Segment Start: Excerpted passage

🌀🗞 The FLUX Review, Ep. 15

August 12th, 2021

Episode 15 — August 12th, 2021 — Available at read.fluxcollective.org/p/15

We’re a ragtag band of systems thinkers who have been dedicating our early mornings to finding new lenses to help you make sense of the complex world we live in. This newsletter is a collection of patterns we’ve noticed in recent weeks.

“Remember: The rules, like streets, can only take you to known places.”

― Ocean Vuong

🦠🧶 The intertwined pandemics

As with any complex system, we struggle to make sense of the pandemic. Seeing seemingly unintuitive behaviors around us, we are tempted to fall back to linear causal chains: “If only more people got vaccinated,” “If only more people trusted science,” “If only there was a more coherent response.” However, when the system includes people’s beliefs, as it does now, things are rarely so straightforward. We get into trouble when we only apply systems thinking to epidemiology (disease transmission) and forget to also apply it to epistemology (how do we form knowledge and beliefs).

Globalization has sped up transmission for both viruses (carriers of potential disease) and information (carriers of potential belief). We can look at the spread of harmful information as a memetic pandemic. While the world has experienced both viral and memetic pandemics before, it has never experienced both at the same time and quite at the same scale. Yes, the bubonic plague in europe was full of mistaken folklore about how to avoid it (memes), but what’s new today is the global, instant spread of these memes. In this framing, saying, “If only more people trusted science” is as productive as saying, “If only SARS-CoV-2 was less infectious.” In both cases, we are better off using systems thinking to conceive effective interventions.

Segment End: Excerpted passage
Segment Start: Record excerpts

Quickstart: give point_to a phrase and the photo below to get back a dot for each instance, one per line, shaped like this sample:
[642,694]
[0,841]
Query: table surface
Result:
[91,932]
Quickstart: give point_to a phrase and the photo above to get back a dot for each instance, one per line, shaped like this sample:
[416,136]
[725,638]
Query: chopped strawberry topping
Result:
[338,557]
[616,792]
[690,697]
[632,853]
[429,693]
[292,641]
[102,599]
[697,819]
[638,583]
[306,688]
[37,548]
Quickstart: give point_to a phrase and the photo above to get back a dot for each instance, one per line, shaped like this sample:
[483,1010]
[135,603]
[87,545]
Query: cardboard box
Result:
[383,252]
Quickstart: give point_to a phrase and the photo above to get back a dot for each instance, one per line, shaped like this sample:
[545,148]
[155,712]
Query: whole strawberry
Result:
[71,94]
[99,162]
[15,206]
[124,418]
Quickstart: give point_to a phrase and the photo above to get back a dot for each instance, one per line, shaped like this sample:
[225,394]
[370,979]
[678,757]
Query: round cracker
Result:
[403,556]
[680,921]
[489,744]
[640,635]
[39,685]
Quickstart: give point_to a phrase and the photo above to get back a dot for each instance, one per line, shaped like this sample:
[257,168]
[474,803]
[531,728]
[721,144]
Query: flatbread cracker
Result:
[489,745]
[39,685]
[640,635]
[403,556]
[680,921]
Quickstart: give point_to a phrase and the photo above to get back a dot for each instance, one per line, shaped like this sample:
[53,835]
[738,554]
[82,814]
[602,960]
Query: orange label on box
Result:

Segment End: Record excerpts

▶ Exercise instructions
Continue the newsletter passage on the viral and memetic pandemics from the point where it stops.

▶ Written response
For example, thinking about these two intertwined pandemics shines a different light on debates around mask wearing. From the pandemic lens, mask mandates are justified: the discomfort to the individual is small compared to the potential societal benefit of reducing exponential viral spread. But from the epistemic lens, new risks emerge: inconsistent advice from different institutions — or from the same institutions at different times — can erode those institutions’ ability to spur the much-needed collective action. We need to address those credibility concerns raised by the epistemic pandemic alongside our public health efforts to reduce the severity of the viral pandemic. 

We’ll admit: it’s disheartening to realize that we’re fighting not one, but two intertwined global pandemics, one viral and another memetic. However, by acknowledging that these are intertwined, we can start looking for interventions that build on the the insights of both epidemiologists and epistemologists.

🛣️🚩 Signposts 

Clues that point to where our changing world might lead us.

🚏🍟 Fast-food robot cooks are gaining popularity thanks to a tight job market

Amidst a combination of a tight labor market with many unfilled fast-food jobs, a surge in takeout thanks to the pandemic, and low margins brought on by food-delivery apps, many fast-food restaurant owners are starting to invest in robot chefs. Pictured is “Flippy,” a robot that cooks French fries 23 hours a day for a White Castle restaurant.

🚏🏨 “Condos for cars” are the latest real-estate trend in Manhattan

COVID-19 has driven many New Yorkers to ditch the subway and buy their own cars. At the same time, restaurants have spread their outdoor dining onto the streets, removing thousands of parking spots. So, real estate developers in the Big Apple are now building “condos for cars,” where drivers can buy permanent, prime-location parking spots. At one such new condo in the swanky Upper East Side, parking spots sell for up to $350,000 a pop and are big enough “for a car plus additional room to hang items like golf clubs or strollers along the wall.”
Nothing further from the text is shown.